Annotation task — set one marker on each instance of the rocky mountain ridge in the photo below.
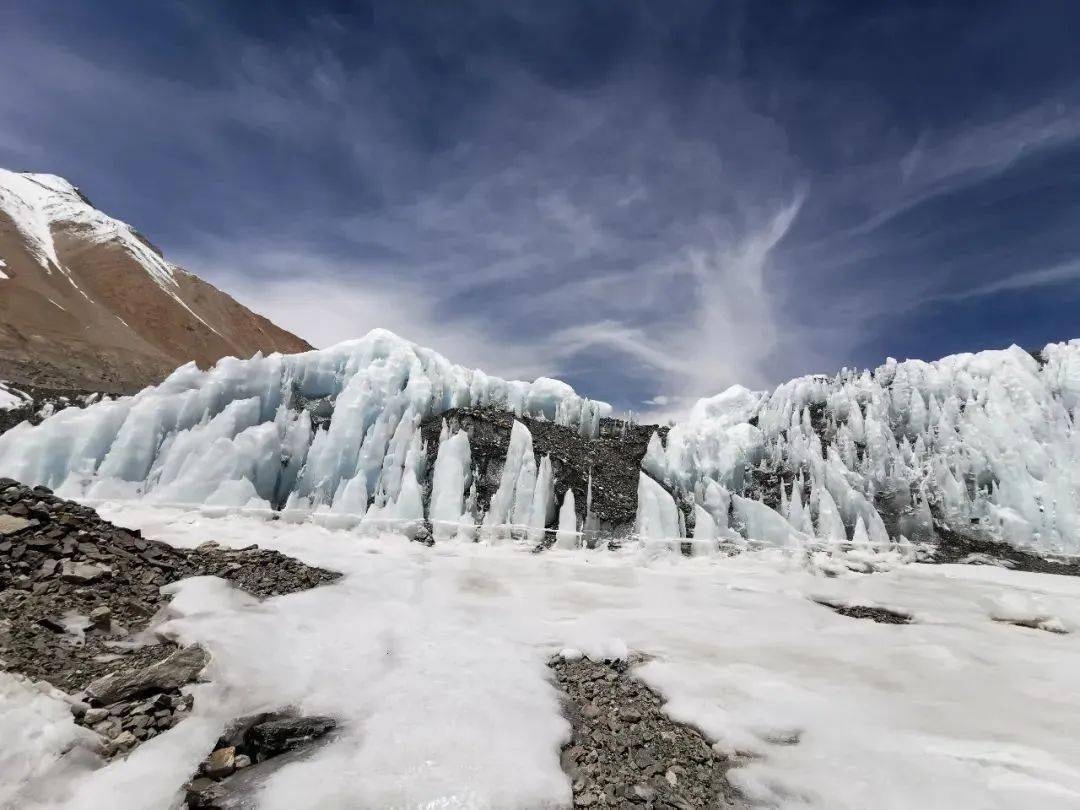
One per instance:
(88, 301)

•••

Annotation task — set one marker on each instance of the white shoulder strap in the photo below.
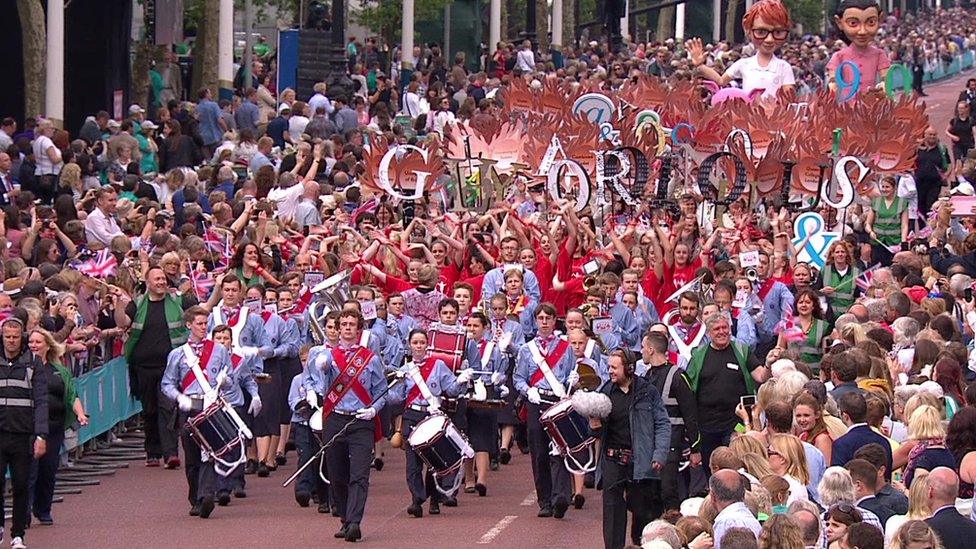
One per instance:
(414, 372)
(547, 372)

•••

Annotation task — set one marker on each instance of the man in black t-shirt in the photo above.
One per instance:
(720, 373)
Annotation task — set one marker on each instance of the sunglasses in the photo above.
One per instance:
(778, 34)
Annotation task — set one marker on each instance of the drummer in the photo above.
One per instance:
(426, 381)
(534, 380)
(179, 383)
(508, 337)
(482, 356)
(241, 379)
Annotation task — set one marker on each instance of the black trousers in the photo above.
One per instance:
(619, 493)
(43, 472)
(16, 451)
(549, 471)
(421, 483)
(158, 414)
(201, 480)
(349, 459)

•••

Exercise
Locate the word "below" in the entries, and copy every line where it is found.

Exercise result
Annotation task — set one marker on each instance of the rocky mountain ridge in the photo below.
Annotation task — set one marker on each instance of the white shoulder strap in the photo below.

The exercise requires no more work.